> EXTRACT
##########

Before you submit this notebook, make sure everything runs as expected in the local test cases. 
Please, paste the solution to the designed cell and do not change anything else.

Also, please, leave your first and last names below

In [2]:
FirstName = "EVGENII"
LastName = "VEREMEV"

---

In [3]:
import numpy as np
np.seterr(divide='ignore', invalid='ignore')
from sklearn.base import BaseEstimator
from sklearn.preprocessing import OneHotEncoder

In [4]:
def entropy(y): 
    """
    Computes entropy of the provided distribution. Use log(value + eps) for numerical stability
    
    Parameters
    ----------
    y : np.array of type float with shape (n_objects, n_classes)
        One-hot representation of class labels for corresponding subset
    
    Returns
    -------
    float
        Entropy of the provided subset
    """
    EPS = 0.0005

    # YOUR CODE HERE
    p = np.sum(y, axis=0) / y.shape[0]
    entropy = - np.sum(p * np.log(p + EPS))
    return entropy
    
def gini(y):
    """
    Computes the Gini impurity of the provided distribution
    
    Parameters
    ----------
    y : np.array of type float with shape (n_objects, n_classes)
        One-hot representation of class labels for corresponding subset
    
    Returns
    -------
    float
        Gini impurity of the provided subset
    """

    # YOUR CODE HERE
    p = np.sum(y, axis=0) / y.shape[0]
    gini = 1 - np.sum(p**2)
    return gini
    
def variance(y):
    """
    Computes the variance the provided target values subset
    
    Parameters
    ----------
    y : np.array of type float with shape (n_objects, 1)
        Target values vector
    
    Returns
    -------
    float
        Variance of the provided target vector
    """

    # YOUR CODE HERE
    variance = np.sum((y - np.mean(y, axis=0))**2) / np.shape(y)[0]
    return variance

def mad_median(y):
    """

##########

> INFORMATION SUPPLIED

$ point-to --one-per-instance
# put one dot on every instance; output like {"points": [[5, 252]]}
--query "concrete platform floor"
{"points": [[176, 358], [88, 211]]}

##########

> REQUIREMENT 1
Retype the part of the notebook extract starting at "Also, please, leave" and ending at "np.seterr(divide='ignore', invalid='ignore')".
> REQUIREMENT 2
Name every function that the notebook extract defines with the def keyword.

> WRITTEN SOLUTION 1
Also, please, leave your first and last names below

In [2]:
FirstName = "EVGENII"
LastName = "VEREMEV"

---

In [3]:
import numpy as np
np.seterr(divide='ignore', invalid='ignore')

> WRITTEN SOLUTION 2
entropy, gini, variance, mad_median